● **Selected extract**
------------------------

Re: Updated Curry report

From: Michael Hanus <hanus_at_informatik.rwth-aachen.de>
Date: Thu, 14 Jan 1999 14:58:25 +0100

Dear Wolfgang,

thanks for your immediate feedback.

You wrote:
> > - Section 4.2: Definition of well-typed programs added by means of
> > typing rules.
>
> The typing rule for let without existentially quantified variables is
> missing and recursion is missing. (The explanations following the
> typing rules suggest that you intend polymorphic recursion, i.e.
> Milner-Mycroft typability.)

You are right, polymorphic recursion is allowed if all types
are explicitly provided (similarly to Haskell, I guess, but
I couldn't find a precise definition of a well-typed program
in the Haskell report). However, if the types must be inferred,
then it depends on the type inferencer which types can be
inferred (usually, polymorphic recursion is then not allowed,
but one can do better, see, for instance, Mercury).
Concerning the let, I omitted it since the let and local
functions also do not occur in the definition of the operational
semantics. Thus, I implicitly assume (but I take your point,
this must be explicitly stated somewhere in the report)
that the kernel program (for which well-typedness and the
semantics is defined) has been lambda-lifted so that it does not contain
local declarations.

> There is another point in the report, which is was wondering about for
> some time. In section 2.6 the report says that "Curry delays
> application of unknown functions until the function becomes
> known". However I don't see how this should ever happen. The only way
> how an uninstantiated variable might become bound is either via
> pattern matching or by unification in an equational
> constraint. Neither is possible for functional values, however,
> because they are not data terms. Am I overlooking something here?

------------------------

● **Request A**
Rewrite the paragraph of the Curry report email that begins "You are right, polymorphic recursion is allowed" as a short bulleted list, keeping its main facts.
● **Request B**
Carry on the Curry report email from the point where it stops.
The listing below plays no part in this.

Location labeling records

------------------------

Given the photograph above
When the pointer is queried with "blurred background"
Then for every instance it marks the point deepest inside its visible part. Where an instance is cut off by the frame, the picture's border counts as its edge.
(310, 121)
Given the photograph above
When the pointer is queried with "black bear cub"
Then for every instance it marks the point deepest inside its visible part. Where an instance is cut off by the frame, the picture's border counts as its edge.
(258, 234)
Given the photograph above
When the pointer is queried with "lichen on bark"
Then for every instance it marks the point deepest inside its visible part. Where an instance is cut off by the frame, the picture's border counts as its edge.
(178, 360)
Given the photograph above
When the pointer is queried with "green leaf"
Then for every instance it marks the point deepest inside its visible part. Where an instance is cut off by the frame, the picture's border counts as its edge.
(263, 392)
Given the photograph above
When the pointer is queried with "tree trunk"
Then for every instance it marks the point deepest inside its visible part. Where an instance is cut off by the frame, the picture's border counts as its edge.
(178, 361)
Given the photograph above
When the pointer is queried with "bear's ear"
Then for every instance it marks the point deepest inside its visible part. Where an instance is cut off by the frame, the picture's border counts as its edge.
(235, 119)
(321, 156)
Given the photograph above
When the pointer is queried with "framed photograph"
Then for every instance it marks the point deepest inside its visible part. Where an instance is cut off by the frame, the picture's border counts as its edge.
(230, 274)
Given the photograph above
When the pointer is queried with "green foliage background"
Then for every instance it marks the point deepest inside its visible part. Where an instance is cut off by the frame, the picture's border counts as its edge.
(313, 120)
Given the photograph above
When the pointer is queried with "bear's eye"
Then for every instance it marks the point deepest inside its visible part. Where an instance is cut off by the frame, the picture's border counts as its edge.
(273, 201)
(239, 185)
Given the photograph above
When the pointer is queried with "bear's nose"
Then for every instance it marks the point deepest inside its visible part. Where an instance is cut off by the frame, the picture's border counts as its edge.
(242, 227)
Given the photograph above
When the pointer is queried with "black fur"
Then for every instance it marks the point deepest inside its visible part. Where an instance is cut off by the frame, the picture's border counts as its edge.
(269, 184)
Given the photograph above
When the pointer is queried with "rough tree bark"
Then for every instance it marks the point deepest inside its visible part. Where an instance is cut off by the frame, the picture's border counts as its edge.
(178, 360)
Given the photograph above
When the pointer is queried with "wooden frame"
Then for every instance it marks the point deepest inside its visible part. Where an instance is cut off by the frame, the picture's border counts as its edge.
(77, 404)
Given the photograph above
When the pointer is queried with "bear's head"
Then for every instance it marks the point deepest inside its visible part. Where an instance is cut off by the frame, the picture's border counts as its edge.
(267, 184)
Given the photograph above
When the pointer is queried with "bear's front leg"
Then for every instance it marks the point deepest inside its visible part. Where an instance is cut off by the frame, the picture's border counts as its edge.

------------------------

● **Written answer A**
- Polymorphic recursion is allowed if all types are explicitly provided, probably similar to Haskell, though the Haskell report gives no precise definition of a well-typed program.
- If types must be inferred, what can be inferred depends on the type inferencer. Polymorphic recursion is then usually not allowed, but one can do better, as Mercury shows.
- The let was omitted because let and local functions also do not occur in the definition of the operational semantics.
- The kernel program, for which well-typedness and the semantics are defined, is implicitly assumed to be lambda-lifted, with no local declarations. This assumption must be stated explicitly in the report.

● **Written answer B**
You are right again, with the current definition of equational
constraints as unifiability of data terms, uninstantiated
higher-order variables can never be bound. This remark is
more related to possible extensions of Curry (again, I should
better make this point clear in the report). For instance, an
implementation may guess user-defined functions for uninstantiated
higher-order variables. Since this results in a large search space,
I am in favor of another approach: consider partial applications
of functions as constructor terms, e.g., the partial application
"(+) 1" is considered as a constructor term "plus1 1" where
"plus1" is a unary constructor. Thus, the definition of
an n-ary function implies the implicit declaration of n-1
constructors. Then, you can instantiate a free variable f
of type "Int->Int" by solving the equational constraint
"f =:= (+) 1". The implementation of this is very simple
(it is already done in our TasteCurry system) and it has
some nice applications, although the declarative semantics
is not so clear.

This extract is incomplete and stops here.